## Opdracht
Neem het fragment over de zaalarts opnieuw op van "Om zo goed mogelijk" tot "van geneeskundige plichtenleer).". Wissel daarbij "samenwerkingsovereenkomst" om voor "arbeidsovereenkomst".

## Documentfragment

◇ ◇ ◇ ◇ ◇

Dit ontheft de specialist niet van zijn plichten en verantwoordelijkheden.
Om zo goed mogelijk te kunnen voldoen aan deze verschillende opdrachten is de Nationale Raad van mening dat de activiteiten van een «zaalarts» moeilijk verenigbaar zijn met deze van huisarts. In dit verband herinnert hij aan zijn advies van 12 mei 2007 waar uitvoerig gewezen wordt op het controversiële en tegenstrijdige aspect van de combinatie huisartsgeneeskunde en «zaalarts».
Elke samenwerkingsovereenkomst dient voorafgaandelijk ter goedkeuring aan de Provinciale Raad te worden voorgelegd. Deze dient erover te waken dat de «zaalarts» volwaardig deel uitmaakt van het team en bijgevolg ook in functie van zijn activiteiten correct wordt gehonoreerd (cf. art. 84 van de Code van geneeskundige plichtenleer).
Bijlage : 1
Brief van de Nationale Raad aan mevrouw Laurette ONKELINX, Vice-Eerste Minister en Minister van Sociale Zaken en Volksgezondheid
In zijn vergadering van 28 juni 2008 besprak de Nationale Raad van de Orde der geneesheren de problematiek betreffende de ziekenhuizen die een algemeen geneeskundige aanwerven om de functie van «zaalarts» uit te oefenen.
De Nationale Raad stelt vast dat er tot op heden geen wettelijke definitie van het begrip «zaalarts» in een ziekenhuis bestaat.

◇ ◇ ◇ ◇ ◇

## Gegevensgedeelte
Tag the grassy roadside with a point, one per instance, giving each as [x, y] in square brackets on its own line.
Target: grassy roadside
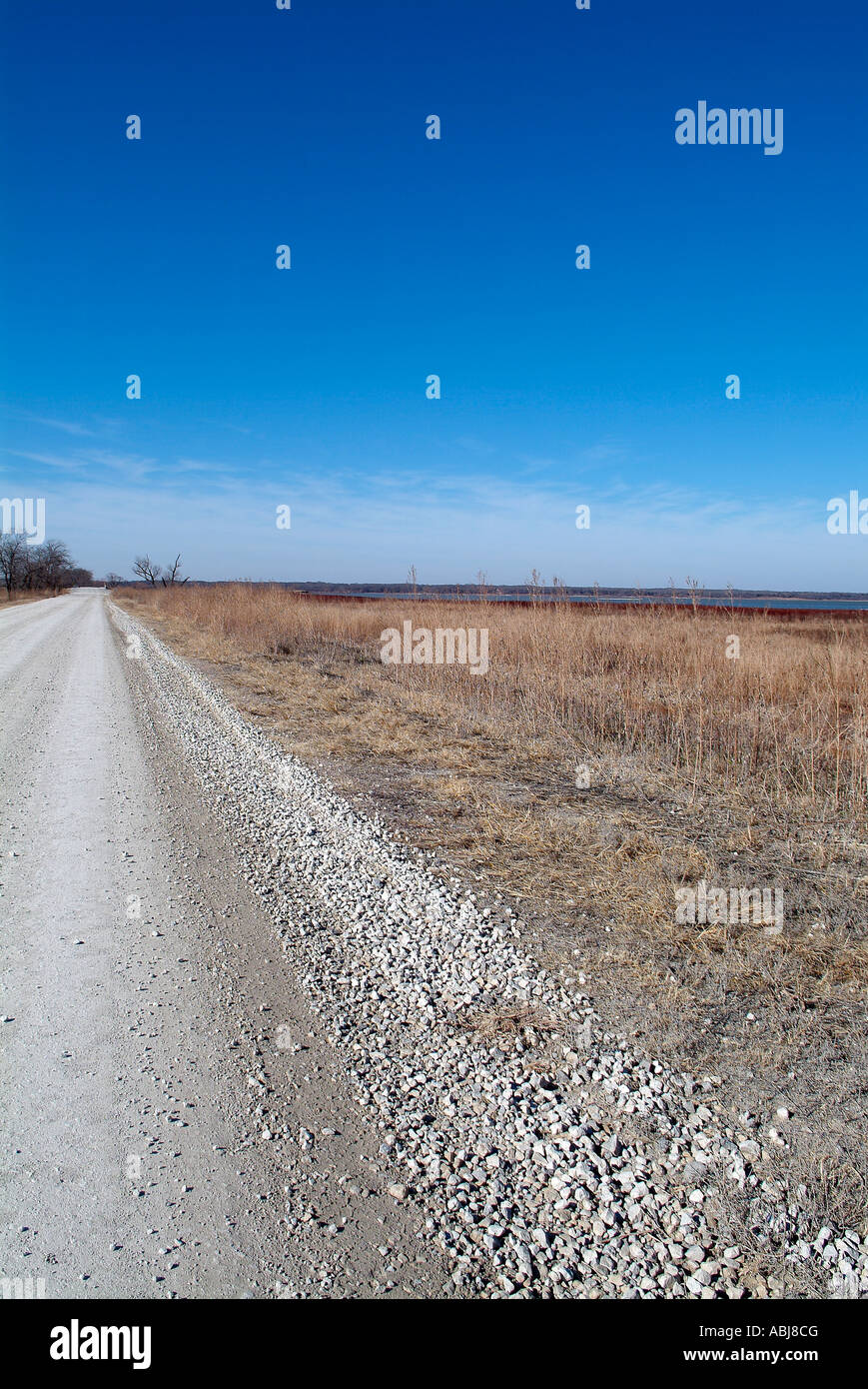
[744, 771]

◇ ◇ ◇ ◇ ◇

## Antwoord hieronder
Om zo goed mogelijk te kunnen voldoen aan deze verschillende opdrachten is de Nationale Raad van mening dat de activiteiten van een «zaalarts» moeilijk verenigbaar zijn met deze van huisarts. In dit verband herinnert hij aan zijn advies van 12 mei 2007 waar uitvoerig gewezen wordt op het controversiële en tegenstrijdige aspect van de combinatie huisartsgeneeskunde en «zaalarts».
Elke arbeidsovereenkomst dient voorafgaandelijk ter goedkeuring aan de Provinciale Raad te worden voorgelegd. Deze dient erover te waken dat de «zaalarts» volwaardig deel uitmaakt van het team en bijgevolg ook in functie van zijn activiteiten correct wordt gehonoreerd (cf. art. 84 van de Code van geneeskundige plichtenleer).